Assignment ▸
Answer these questions from the passage on Alne Hall below.
(a) In what year was the hall first recorded?
(b) To which family was the building sold after the office of treasurer ended?
(c) In what year was the house Grade II listed?

Extracted text ▸
Alne Hall is a historic building in Alne, North Yorkshire, in England.

In the medieval period, Alne Hall was the country residence of the treasurers of York Minster. The living of the village was appropriated to the treasurers in 1131, while the hall was first recorded in 1301, and an inventory of its contents survives from 1508. The office of treasurer ended during the English Civil War, and the building was sold to the Bethell family. They received a licence to hold nonconformist meetings at the house. The rear range of the house appears to survive from this period, while the front range was rebuilt in the late 19th century, when it was owned by John Swainston-Strangwayes. During World War II, the hall was a base for the Women's Land Army. It later became a Leonard Cheshire Disability home. By 2005, the hall had 28 residents, but it was put forward for closure, due to difficulties in renovating it to contemporary standards. These were overcome, the home remained open, and it was sold to Valorum Care in 2019.

The staircase hall in the rear range is the oldest surviving part of the building, and is timber framed. The remainder of the building is built of brick and has a slate roof. The entrance and rear front are six bays wide, and it is three bays deep. It is two storeys throughout, although the rear range was originally three storeys and has been altered. There are a wide range of windows, many of which are sashes, and the east and entrance fronts have full-height bow windows. Inside, there is an 18th-century staircase, which was probably inserted in the 19th century. The house was Grade II listed in 1952.

Information supplied ▸
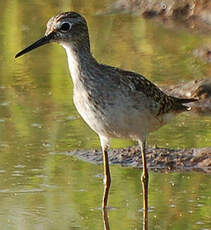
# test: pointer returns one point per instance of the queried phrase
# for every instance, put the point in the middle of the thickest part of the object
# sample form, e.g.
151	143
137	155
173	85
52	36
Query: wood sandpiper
115	103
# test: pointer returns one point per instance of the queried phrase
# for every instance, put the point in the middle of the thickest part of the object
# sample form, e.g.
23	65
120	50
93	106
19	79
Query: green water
41	187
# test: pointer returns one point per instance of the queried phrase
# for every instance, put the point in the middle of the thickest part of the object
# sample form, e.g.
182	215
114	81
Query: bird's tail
181	101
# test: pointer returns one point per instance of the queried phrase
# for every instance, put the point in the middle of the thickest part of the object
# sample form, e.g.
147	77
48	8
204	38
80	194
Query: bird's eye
65	27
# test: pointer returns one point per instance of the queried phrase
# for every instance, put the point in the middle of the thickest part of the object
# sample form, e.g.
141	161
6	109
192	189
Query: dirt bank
192	14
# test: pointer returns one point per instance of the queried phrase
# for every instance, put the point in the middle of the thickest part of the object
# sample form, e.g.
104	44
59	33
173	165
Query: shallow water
41	187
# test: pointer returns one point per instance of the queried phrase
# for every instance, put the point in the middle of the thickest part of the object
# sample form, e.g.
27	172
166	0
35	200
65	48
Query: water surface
42	187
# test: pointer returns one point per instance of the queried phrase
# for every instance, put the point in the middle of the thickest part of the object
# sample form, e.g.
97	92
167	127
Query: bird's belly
119	119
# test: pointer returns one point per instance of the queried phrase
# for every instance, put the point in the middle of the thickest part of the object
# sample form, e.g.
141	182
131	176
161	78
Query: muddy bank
158	159
192	14
200	89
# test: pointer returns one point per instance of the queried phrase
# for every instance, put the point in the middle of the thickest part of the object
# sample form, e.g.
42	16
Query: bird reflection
145	205
145	209
105	219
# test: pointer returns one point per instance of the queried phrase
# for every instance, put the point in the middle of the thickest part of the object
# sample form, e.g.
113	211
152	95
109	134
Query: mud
192	14
200	89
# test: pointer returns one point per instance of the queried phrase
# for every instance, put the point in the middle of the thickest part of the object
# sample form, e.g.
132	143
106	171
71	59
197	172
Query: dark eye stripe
65	26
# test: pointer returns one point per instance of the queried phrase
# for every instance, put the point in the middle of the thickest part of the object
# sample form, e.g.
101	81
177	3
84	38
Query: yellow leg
105	219
107	178
145	181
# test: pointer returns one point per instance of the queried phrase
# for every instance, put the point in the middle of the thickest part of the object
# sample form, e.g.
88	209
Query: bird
115	103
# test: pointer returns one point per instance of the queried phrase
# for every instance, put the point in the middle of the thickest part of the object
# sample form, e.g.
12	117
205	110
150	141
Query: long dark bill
44	40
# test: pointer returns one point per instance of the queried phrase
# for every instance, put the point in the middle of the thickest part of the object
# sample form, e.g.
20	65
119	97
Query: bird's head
64	28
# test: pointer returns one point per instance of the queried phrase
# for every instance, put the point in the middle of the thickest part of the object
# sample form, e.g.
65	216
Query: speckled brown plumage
113	102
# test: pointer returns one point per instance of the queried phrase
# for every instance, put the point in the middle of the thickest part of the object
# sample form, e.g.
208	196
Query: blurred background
41	186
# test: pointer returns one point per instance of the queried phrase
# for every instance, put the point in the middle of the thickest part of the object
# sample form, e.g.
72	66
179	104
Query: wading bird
115	103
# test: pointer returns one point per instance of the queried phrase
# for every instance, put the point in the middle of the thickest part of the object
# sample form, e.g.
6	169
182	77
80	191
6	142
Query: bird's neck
80	60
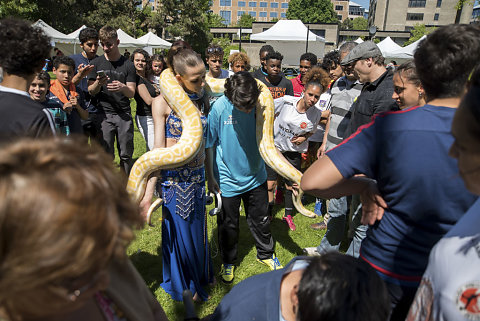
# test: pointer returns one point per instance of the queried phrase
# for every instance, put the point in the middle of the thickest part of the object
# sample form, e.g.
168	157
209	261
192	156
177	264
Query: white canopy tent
289	38
387	46
407	51
151	40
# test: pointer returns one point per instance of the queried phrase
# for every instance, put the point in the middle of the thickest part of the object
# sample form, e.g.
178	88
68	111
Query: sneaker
311	251
289	220
272	263
227	273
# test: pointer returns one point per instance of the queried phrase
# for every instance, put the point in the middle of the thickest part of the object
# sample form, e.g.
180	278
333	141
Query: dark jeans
256	205
120	127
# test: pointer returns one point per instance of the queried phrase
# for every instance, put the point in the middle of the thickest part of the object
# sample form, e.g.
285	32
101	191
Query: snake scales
188	145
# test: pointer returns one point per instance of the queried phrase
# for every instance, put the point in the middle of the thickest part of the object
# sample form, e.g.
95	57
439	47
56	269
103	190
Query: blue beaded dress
186	257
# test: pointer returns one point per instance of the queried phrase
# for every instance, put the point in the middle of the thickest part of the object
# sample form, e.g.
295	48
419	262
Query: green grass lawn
145	250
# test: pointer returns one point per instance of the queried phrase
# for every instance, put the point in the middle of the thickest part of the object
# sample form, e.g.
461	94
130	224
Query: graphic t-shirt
290	123
407	153
121	70
450	288
239	166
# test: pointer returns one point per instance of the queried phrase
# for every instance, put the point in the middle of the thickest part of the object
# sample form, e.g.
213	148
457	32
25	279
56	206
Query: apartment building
264	10
403	15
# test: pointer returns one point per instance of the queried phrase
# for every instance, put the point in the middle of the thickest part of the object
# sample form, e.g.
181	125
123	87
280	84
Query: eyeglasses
212	50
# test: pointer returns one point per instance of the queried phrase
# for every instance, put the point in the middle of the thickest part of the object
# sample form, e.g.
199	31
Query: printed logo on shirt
230	121
468	301
277	92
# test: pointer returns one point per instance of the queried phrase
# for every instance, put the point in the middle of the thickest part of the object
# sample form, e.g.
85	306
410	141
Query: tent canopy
154	41
55	35
287	30
387	46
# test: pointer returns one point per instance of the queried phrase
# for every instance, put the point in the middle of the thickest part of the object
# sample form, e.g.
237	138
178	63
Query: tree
346	24
214	20
313	11
360	23
418	31
245	21
188	19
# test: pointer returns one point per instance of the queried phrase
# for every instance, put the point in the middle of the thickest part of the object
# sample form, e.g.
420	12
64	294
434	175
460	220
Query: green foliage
346	24
188	19
418	31
360	23
214	20
313	11
245	21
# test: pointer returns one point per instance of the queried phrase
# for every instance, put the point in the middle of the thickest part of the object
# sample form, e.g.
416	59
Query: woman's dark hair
317	76
331	60
25	48
308	56
274	55
242	90
146	55
445	59
409	71
338	287
88	33
159	57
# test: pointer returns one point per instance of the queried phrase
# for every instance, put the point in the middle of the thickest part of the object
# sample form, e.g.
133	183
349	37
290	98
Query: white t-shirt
450	288
289	123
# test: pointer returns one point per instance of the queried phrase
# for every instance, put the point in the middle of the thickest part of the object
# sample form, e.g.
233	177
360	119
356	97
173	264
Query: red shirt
297	86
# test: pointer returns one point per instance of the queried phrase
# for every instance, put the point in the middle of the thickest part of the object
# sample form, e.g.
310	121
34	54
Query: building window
414	16
417	3
227	16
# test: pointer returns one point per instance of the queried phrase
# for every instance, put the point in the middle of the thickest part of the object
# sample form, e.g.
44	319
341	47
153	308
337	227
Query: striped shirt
344	92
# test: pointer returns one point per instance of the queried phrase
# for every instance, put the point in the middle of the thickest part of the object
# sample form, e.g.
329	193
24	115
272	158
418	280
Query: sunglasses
212	50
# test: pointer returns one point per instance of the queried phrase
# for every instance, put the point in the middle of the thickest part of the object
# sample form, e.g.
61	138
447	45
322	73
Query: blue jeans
338	208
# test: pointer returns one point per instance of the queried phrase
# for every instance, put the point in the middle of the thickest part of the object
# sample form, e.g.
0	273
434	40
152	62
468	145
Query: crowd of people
394	150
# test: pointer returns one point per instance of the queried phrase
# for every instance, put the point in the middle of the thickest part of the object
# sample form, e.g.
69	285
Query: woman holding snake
186	257
296	119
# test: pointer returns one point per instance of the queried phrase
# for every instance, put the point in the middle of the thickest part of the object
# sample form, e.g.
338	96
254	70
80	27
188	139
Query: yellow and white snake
188	146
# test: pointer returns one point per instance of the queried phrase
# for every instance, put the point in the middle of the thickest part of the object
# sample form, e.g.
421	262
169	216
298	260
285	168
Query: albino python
187	147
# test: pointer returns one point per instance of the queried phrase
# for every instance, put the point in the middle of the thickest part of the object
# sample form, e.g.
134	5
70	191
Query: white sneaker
311	251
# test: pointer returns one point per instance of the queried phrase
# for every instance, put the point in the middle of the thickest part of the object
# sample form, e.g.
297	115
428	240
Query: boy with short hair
26	49
113	86
38	92
240	170
65	93
214	59
88	38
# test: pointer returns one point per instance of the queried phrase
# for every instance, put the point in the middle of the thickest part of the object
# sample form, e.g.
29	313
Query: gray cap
366	49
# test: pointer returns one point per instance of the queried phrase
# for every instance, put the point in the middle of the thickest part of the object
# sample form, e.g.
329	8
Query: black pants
256	205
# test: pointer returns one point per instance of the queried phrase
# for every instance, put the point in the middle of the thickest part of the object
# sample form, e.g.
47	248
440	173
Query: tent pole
306	45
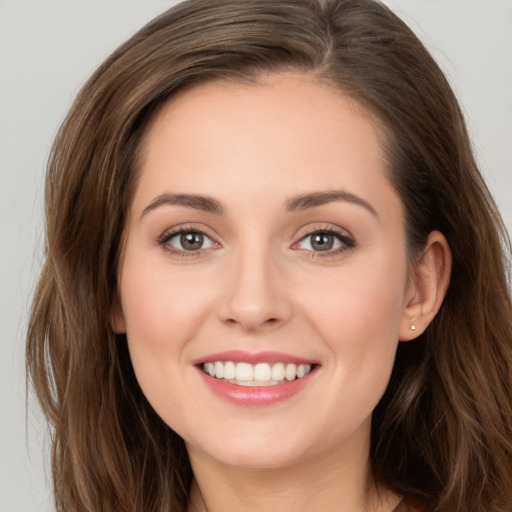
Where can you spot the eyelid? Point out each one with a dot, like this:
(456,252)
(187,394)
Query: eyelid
(345,238)
(164,239)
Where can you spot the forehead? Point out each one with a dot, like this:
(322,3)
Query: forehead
(286,133)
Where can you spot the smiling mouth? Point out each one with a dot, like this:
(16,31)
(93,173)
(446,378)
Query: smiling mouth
(260,374)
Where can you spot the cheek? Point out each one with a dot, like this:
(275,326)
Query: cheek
(358,312)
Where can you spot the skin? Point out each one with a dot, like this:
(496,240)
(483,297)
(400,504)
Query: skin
(259,285)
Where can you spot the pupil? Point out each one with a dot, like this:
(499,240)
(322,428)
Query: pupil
(191,241)
(322,242)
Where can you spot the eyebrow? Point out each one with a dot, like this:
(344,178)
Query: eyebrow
(203,203)
(315,199)
(299,203)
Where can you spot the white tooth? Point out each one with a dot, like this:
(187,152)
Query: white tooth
(291,371)
(219,370)
(244,371)
(278,371)
(262,371)
(210,369)
(229,370)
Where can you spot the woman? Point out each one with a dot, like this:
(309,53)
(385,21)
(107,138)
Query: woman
(249,205)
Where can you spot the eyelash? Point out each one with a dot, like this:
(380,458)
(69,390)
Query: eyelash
(346,241)
(182,253)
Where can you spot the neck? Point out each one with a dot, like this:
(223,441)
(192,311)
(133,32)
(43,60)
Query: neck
(335,482)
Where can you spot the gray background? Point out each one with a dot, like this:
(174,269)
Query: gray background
(49,47)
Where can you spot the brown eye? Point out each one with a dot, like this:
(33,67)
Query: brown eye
(191,241)
(184,241)
(322,241)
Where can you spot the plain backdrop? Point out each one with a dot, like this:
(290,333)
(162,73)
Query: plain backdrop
(47,50)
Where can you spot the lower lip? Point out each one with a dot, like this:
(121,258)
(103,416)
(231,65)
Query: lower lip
(255,396)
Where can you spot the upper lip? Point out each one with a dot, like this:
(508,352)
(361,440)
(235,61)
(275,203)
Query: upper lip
(253,357)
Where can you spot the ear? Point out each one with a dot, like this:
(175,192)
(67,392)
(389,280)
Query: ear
(117,321)
(428,283)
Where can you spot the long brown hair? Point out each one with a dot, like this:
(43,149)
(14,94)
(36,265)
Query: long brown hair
(443,430)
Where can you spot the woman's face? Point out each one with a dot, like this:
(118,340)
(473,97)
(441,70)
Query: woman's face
(264,242)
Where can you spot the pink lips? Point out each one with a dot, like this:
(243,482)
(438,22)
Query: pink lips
(256,396)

Exercise output ▸
(a) 1301
(b) The Bethell family
(c) 1952